The request: Copy each item below word for word, and leave the pictures out of your answer.
━━━━━ Provided material
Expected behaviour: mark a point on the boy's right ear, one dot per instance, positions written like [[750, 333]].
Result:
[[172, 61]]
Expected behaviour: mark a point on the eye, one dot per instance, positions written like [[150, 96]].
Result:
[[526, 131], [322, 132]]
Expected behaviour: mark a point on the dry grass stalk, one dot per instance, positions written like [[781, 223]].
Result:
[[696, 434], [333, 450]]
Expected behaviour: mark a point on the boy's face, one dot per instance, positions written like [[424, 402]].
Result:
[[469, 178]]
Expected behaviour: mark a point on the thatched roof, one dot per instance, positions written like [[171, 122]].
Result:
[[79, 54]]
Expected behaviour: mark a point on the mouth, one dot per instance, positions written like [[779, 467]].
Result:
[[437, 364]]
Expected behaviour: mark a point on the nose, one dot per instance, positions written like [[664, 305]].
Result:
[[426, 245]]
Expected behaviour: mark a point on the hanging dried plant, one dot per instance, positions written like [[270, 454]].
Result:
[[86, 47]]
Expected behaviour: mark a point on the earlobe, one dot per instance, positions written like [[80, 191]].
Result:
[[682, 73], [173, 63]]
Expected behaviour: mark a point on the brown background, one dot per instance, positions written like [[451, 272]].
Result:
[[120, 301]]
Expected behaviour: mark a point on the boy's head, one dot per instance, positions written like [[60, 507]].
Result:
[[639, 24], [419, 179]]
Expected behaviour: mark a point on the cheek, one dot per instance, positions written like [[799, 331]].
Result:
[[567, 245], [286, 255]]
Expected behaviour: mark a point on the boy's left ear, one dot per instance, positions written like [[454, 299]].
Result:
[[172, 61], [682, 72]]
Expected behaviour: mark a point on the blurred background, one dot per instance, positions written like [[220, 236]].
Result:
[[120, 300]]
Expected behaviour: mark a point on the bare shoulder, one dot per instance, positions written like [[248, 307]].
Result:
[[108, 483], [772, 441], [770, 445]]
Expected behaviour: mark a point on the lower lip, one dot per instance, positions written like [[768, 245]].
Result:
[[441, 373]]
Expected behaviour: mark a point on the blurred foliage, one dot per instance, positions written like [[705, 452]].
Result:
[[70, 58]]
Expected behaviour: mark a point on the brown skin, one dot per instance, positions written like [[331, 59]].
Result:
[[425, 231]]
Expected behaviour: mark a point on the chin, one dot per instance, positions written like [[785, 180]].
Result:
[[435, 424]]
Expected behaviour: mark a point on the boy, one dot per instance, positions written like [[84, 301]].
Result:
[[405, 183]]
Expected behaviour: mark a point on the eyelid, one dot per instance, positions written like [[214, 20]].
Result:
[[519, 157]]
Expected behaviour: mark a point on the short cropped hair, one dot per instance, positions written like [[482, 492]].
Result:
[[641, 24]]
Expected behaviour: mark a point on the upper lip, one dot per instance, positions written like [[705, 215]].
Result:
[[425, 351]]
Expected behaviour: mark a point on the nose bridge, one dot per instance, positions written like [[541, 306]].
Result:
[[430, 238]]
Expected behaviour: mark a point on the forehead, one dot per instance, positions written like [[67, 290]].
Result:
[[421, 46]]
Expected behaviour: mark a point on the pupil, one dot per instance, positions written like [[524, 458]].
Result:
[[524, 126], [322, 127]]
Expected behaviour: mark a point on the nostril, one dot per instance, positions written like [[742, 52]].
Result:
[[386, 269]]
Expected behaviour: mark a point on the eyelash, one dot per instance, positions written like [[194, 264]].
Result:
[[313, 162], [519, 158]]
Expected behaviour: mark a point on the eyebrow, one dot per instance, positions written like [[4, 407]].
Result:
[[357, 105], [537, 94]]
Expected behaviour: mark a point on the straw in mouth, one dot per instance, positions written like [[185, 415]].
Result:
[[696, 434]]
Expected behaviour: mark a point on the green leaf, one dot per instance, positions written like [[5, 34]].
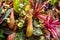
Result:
[[27, 2], [7, 13], [16, 5]]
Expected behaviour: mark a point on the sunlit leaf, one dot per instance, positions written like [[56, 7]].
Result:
[[16, 5]]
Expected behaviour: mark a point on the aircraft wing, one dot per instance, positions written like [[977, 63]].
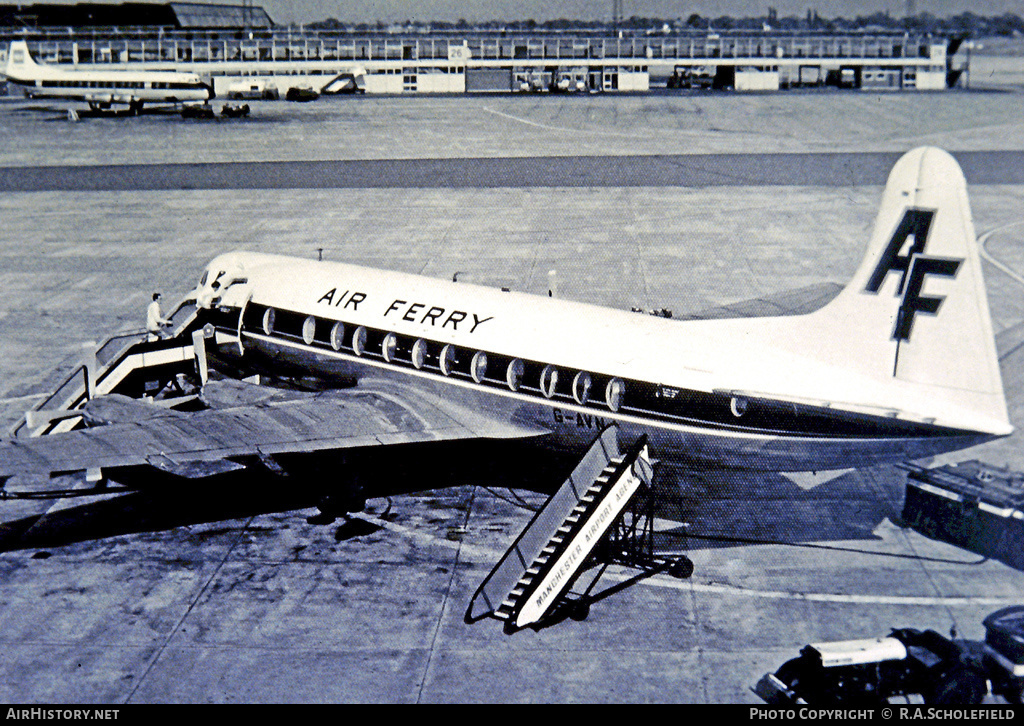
━━━━━━━━━━
Output for this exercise:
Expected behaviour: mark a point on the boy's right ear, one dot per instance, positions written like [[750, 333]].
Result:
[[172, 61]]
Expected behaviour: mark a point on the eye, one dot per instance, positions written like [[150, 96]].
Result:
[[526, 131], [322, 132]]
Expected behaviour: mark a point on the dry grass stalk, one dot per instance, positions written like [[781, 223]].
Result:
[[696, 434], [333, 450]]
Expected behaviour: mark a point on the boy's face, one dot per instance, positions written like [[424, 402]].
Result:
[[469, 178]]
Expected behaviour: mark a point on the thatched roof, one dot per instance, positions written like [[171, 122]].
Result:
[[79, 54]]
Expected behaviour: mark a point on the mouth, one dot per instance, positions written like [[779, 467]].
Result:
[[437, 364]]
Expected behaviour: mark a point on the nose, one dot per instance, positions written like [[664, 305]].
Result:
[[426, 245]]
Expected behaviour: mark a point on the hanging dried plant, one dot per instance, positions written like [[270, 454]].
Result:
[[86, 47]]
Expected behaviour: mark a point on the earlobe, one dot per instance, positions written like [[80, 191]].
Result:
[[682, 73], [173, 63]]
Expected behaviour: mark a point on the brown background, one dot per instance, positions written like [[451, 272]].
Result:
[[120, 301]]
Expected behaviour: mark a point on the boy's head, one dot per instance, positions written like [[60, 507]].
Result:
[[639, 24], [419, 179]]
Expected behaviour: mark a point on the cheek, one dot per instance, positions written like [[799, 331]].
Result:
[[567, 245], [286, 255]]
Expected behaviour: mark a point on the boy's left ear, one dot per instance, positions written like [[454, 299]].
Result:
[[172, 61], [682, 72]]
Expected behaviour: mark a point on the blurred background, one dot per instance, positions written like [[220, 236]].
Result:
[[120, 300]]
Expected behaviour: mark a point on the bare shoulder, one dot per instance, positions written like [[248, 307]].
Result:
[[108, 483], [772, 441], [770, 445]]
Expected behaviour: mark a point on the lower lip, one dot per instance, positions written like [[768, 245]].
Result:
[[441, 373]]
Expected behaviour: mark a point on the blurred foliage, one dot per instance, positions written like [[705, 452]].
Result:
[[70, 58]]
Expected behaviour: mark a point on the brown skin, one dot per instance, positions written like [[331, 59]].
Result:
[[425, 231]]
Expected behaviour: mark a point on the chin, one dot per instance, positions written like [[785, 180]].
Result:
[[435, 424]]
Expected behaviour: mark a point on the boy, one dot per instance, positions written like [[84, 301]].
Result:
[[405, 183]]
Expected behaviour: mark a point on the eyelid, one dot per instance, positions written like [[214, 20]].
Result:
[[519, 157]]
Expected behaviour: mark a point on the short cropped hair, one dot per instance, positions written like [[482, 492]].
Result:
[[641, 24]]
Expected behaviour: mark a point on the upper lip, one dot per instance, positions written like [[705, 215]].
Result:
[[425, 351]]
Expected behaviour: mark a point on the nose bridge, one dot per instance, positions written like [[541, 306]].
Result:
[[430, 238]]
Expected behaviour: mark a point on the forehead, one dot per instance, positions written like [[67, 290]].
Result:
[[421, 46]]
Expected behaviour: mark a point on the pupil, one dot per instance, positions written like [[524, 458]].
Result:
[[524, 126], [322, 127]]
Expected behaviour: mark a point on the nostril, one dot per instance, positions written like [[742, 52]].
Result:
[[386, 269]]
Expected behaviour: mark a point on the eyelash, one dot per instance, positions written like [[194, 264]].
Result:
[[313, 162], [519, 158]]
Expected behaviour: mark a point on the eyebrow, one dot per instance, positions written like [[4, 407]].
Result:
[[357, 105], [537, 94]]
Expected behaviour: mark a point on the straw in mouth, one dot per instance, positions written like [[185, 415]].
Result:
[[696, 434]]
Expected behaviour: mark a point on the green leaf, one dot per instance, positions written like [[5, 34]].
Result:
[[27, 2], [7, 13], [16, 5]]
Expected behaviour: mark a point on the sunlit leaf, one dot per instance, positions written like [[56, 7]].
Result:
[[16, 5]]
Expected behaviour: mark a point on the aircraft wing, one dot per instance, positions written like [[977, 63]].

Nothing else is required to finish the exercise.